> PROBLEM DETAILS
Reproduce the listing below verbatim, everything from its first line down to and including the line that contains "[464, 739, 1270, 952]". Leave the pictures out of your copy.

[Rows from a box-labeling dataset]

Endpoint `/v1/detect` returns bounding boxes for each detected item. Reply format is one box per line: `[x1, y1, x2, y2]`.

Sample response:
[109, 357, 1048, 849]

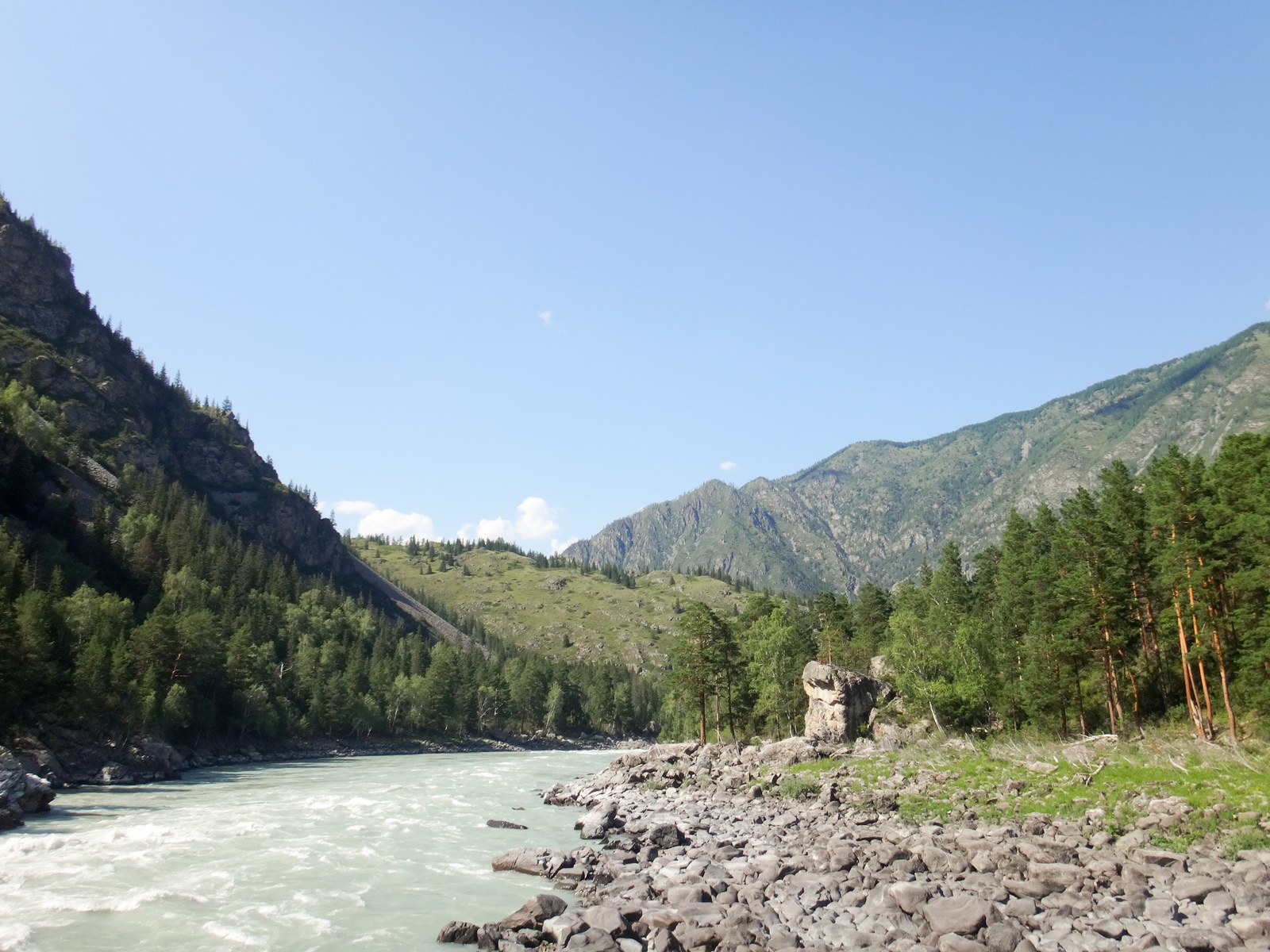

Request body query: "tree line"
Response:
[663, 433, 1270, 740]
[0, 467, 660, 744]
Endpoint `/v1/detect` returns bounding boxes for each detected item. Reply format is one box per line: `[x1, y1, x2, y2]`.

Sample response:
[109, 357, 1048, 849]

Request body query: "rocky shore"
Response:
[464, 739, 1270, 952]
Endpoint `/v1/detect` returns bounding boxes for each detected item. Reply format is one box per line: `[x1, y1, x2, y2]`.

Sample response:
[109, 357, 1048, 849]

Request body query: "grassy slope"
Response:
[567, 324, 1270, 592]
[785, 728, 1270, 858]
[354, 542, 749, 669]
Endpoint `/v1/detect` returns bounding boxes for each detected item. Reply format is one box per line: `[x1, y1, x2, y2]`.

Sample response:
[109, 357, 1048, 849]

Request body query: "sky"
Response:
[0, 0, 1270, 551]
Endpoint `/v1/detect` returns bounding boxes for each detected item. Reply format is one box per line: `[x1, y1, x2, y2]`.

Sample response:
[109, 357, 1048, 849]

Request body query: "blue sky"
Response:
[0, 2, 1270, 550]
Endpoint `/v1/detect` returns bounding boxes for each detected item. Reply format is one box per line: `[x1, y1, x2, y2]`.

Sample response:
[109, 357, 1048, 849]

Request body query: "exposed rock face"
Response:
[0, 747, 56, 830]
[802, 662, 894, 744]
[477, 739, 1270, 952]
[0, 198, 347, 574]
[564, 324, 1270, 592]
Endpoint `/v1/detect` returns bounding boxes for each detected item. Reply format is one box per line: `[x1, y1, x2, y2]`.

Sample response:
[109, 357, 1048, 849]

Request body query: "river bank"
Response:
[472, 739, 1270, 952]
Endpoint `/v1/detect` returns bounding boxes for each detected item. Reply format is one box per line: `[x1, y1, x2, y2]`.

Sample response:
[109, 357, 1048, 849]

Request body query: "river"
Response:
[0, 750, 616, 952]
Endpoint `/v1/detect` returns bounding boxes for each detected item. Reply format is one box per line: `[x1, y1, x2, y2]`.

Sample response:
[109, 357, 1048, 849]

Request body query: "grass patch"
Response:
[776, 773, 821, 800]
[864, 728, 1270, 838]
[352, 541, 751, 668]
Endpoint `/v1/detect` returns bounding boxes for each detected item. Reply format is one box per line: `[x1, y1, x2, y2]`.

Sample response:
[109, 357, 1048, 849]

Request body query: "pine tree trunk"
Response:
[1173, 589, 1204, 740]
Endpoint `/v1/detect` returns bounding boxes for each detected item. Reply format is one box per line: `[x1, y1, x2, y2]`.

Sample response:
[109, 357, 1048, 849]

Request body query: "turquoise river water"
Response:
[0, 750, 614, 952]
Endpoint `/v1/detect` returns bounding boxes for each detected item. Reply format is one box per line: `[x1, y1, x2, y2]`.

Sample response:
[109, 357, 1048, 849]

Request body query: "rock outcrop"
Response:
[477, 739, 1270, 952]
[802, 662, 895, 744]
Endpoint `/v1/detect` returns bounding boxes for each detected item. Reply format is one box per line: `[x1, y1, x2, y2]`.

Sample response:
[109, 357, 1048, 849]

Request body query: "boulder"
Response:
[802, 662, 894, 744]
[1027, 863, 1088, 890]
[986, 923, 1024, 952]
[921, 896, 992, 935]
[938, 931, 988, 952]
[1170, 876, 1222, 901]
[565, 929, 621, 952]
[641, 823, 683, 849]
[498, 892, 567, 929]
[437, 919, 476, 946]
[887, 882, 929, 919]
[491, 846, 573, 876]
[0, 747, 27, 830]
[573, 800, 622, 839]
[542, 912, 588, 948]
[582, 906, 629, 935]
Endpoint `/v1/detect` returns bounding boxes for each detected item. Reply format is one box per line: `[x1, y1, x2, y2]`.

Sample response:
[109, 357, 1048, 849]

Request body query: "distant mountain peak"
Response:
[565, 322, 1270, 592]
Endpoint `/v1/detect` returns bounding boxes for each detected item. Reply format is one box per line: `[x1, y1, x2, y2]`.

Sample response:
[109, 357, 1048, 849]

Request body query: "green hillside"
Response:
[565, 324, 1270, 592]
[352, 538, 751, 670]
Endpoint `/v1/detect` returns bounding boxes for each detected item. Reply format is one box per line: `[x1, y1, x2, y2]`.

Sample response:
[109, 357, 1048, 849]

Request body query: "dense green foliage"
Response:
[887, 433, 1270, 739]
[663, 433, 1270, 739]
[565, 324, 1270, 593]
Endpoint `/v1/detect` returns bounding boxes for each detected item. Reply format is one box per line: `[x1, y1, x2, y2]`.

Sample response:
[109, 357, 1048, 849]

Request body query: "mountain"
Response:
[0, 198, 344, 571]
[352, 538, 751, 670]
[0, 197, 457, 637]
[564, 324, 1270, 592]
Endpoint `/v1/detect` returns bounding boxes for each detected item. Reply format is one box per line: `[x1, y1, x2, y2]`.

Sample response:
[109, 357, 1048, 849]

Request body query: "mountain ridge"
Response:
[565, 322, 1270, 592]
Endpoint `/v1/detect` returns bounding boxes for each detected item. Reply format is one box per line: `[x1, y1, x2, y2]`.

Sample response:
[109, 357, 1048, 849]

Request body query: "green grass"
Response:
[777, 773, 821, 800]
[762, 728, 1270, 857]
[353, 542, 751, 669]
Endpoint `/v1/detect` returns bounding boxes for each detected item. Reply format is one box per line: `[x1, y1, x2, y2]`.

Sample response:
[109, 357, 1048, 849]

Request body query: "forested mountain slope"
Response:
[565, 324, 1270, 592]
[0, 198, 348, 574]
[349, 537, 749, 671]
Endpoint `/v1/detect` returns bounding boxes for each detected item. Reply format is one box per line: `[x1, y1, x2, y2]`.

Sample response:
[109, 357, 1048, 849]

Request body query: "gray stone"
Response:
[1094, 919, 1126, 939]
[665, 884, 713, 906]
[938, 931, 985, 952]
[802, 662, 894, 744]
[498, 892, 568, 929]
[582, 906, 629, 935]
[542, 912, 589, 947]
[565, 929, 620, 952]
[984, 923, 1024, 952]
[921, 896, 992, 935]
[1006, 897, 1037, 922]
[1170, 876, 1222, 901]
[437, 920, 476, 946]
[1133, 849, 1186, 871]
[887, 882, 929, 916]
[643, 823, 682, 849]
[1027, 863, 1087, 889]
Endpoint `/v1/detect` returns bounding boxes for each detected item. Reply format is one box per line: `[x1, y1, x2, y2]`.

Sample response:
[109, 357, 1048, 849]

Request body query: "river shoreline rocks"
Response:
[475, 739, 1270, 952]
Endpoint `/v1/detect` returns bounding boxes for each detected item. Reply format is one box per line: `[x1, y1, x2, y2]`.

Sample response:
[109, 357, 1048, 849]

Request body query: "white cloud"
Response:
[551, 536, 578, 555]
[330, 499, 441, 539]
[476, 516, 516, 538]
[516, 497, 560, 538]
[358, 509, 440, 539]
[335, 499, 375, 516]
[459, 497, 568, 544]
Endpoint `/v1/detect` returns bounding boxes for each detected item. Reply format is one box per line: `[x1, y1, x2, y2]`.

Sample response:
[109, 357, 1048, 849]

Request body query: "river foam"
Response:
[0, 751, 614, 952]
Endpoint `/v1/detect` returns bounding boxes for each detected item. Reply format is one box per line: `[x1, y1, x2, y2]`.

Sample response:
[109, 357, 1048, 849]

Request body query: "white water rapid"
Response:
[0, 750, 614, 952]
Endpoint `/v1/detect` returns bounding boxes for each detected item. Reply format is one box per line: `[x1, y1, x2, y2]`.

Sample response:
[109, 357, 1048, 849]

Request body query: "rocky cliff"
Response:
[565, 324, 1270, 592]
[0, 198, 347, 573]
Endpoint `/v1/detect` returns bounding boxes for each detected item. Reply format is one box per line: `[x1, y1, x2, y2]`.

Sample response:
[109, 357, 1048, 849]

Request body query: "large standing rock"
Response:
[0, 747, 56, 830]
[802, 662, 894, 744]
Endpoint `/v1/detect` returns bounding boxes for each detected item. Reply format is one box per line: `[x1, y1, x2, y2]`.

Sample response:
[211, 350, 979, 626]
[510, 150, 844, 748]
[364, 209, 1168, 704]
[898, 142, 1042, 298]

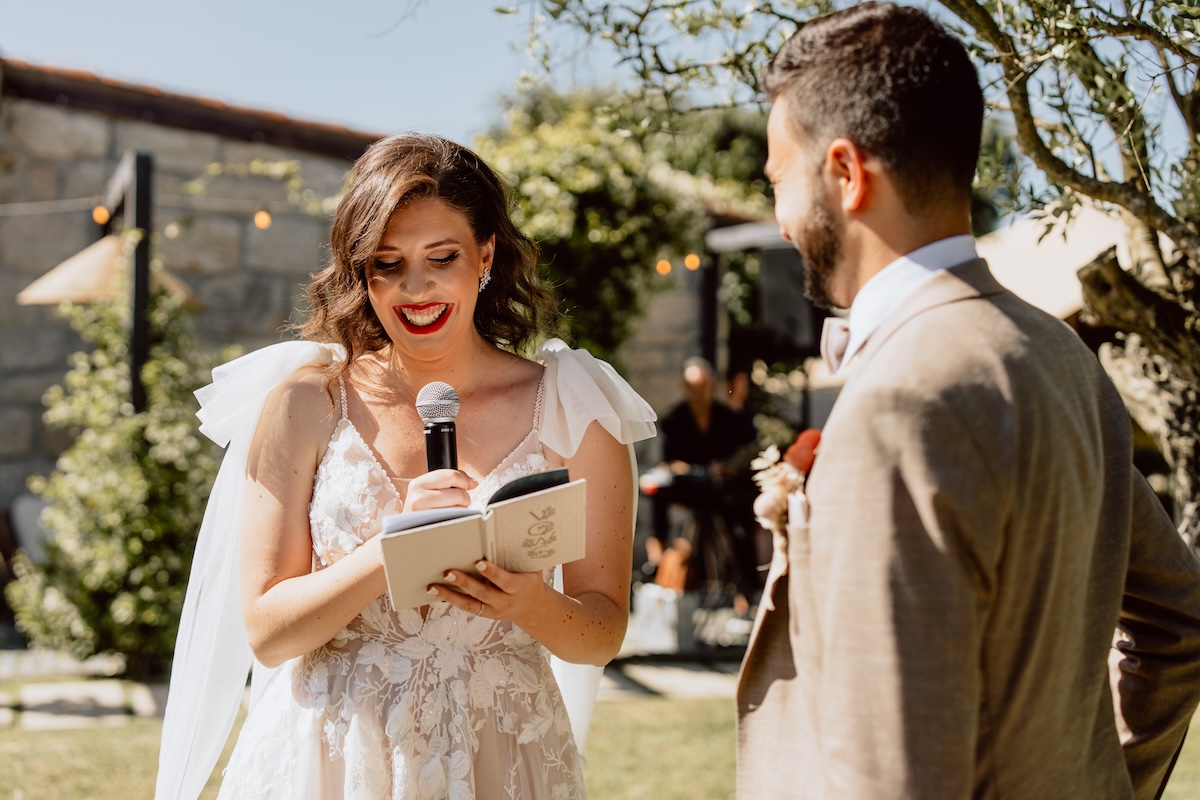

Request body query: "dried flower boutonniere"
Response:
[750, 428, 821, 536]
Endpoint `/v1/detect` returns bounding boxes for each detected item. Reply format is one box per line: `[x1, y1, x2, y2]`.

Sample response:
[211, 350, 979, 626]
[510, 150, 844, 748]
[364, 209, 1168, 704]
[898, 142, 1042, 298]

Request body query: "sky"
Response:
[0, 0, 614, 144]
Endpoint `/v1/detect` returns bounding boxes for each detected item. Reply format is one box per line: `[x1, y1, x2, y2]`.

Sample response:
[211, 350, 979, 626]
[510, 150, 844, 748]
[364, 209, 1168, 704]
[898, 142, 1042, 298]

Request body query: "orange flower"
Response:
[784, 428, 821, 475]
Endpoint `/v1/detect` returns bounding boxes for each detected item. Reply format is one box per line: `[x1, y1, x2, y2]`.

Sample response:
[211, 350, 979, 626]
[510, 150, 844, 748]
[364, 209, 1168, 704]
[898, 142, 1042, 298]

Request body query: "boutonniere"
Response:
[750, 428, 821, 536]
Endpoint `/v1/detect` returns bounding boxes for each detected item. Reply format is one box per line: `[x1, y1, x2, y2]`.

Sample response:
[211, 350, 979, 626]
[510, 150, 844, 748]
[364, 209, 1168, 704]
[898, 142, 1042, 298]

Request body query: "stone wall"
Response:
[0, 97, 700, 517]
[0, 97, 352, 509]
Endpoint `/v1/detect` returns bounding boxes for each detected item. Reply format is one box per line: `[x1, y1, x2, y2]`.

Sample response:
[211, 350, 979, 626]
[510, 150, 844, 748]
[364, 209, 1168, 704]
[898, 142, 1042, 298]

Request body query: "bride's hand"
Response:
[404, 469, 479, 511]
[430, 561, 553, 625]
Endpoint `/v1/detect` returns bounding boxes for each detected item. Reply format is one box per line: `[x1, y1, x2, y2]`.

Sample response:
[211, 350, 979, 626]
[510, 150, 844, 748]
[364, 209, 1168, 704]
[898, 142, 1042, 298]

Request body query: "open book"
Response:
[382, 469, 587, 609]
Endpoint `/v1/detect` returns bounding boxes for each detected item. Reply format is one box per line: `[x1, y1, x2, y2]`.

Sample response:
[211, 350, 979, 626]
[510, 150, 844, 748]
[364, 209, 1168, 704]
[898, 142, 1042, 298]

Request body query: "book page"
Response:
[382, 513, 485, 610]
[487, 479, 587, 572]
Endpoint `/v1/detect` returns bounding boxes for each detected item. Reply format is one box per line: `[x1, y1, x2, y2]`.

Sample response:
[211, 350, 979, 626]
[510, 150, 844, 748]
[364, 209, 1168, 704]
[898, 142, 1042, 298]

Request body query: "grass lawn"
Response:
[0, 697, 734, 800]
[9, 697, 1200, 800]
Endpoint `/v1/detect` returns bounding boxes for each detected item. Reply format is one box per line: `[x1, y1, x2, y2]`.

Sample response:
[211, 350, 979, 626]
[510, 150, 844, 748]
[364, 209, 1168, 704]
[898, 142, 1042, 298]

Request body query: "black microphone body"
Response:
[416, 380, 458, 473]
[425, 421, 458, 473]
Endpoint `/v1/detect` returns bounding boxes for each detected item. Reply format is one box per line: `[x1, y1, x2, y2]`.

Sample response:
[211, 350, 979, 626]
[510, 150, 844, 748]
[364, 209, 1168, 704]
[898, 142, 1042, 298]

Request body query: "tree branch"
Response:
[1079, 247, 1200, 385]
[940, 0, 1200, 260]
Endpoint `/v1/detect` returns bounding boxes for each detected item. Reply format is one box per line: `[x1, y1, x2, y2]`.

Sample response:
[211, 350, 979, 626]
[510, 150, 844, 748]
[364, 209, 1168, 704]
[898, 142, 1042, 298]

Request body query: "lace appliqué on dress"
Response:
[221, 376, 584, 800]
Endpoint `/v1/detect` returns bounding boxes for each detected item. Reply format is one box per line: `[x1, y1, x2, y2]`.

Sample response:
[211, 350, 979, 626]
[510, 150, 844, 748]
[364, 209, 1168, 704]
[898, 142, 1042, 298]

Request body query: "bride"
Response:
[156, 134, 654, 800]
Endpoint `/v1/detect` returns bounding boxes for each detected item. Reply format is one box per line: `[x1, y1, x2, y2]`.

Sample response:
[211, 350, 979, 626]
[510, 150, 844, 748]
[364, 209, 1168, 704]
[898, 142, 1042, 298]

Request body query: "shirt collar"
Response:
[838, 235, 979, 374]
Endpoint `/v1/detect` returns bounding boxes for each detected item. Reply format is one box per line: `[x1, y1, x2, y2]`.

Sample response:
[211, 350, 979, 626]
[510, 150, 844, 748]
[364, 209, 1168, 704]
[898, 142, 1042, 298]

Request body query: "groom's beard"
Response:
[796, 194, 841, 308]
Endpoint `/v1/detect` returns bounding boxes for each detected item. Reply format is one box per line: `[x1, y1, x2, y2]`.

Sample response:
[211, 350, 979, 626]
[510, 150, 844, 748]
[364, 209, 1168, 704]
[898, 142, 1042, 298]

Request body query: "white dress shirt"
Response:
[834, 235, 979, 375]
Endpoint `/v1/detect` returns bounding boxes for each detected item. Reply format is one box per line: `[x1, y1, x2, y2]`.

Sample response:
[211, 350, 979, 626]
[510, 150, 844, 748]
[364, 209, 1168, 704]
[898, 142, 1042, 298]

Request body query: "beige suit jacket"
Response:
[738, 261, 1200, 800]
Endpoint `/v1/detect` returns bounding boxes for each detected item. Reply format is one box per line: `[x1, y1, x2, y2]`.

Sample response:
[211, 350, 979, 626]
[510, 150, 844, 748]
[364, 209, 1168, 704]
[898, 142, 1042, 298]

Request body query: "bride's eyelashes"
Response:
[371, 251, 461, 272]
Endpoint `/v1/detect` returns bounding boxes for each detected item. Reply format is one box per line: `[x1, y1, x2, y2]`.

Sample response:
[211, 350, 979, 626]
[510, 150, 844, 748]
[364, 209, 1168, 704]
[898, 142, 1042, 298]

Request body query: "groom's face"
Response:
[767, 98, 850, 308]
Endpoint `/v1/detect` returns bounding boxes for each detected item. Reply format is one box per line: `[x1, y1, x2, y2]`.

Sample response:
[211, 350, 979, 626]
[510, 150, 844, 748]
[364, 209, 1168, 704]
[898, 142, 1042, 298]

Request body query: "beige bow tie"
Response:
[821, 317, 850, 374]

> RESPONSE
Endpoint `/v1/detect` returns bounding boxes for each detected item. Reply format is one box per line: `[x1, y1, x2, y2]`.

Sample response:
[109, 357, 1048, 849]


Request body query: "tree line"
Response:
[663, 433, 1270, 740]
[0, 467, 660, 744]
Endpoint `/v1/detect` returns bounding boxes for each detected item. Reply format is one box per line: `[x1, y1, x2, y2]`.

Sample response:
[109, 357, 1048, 849]

Request body query: "rocky shore"
Response:
[464, 739, 1270, 952]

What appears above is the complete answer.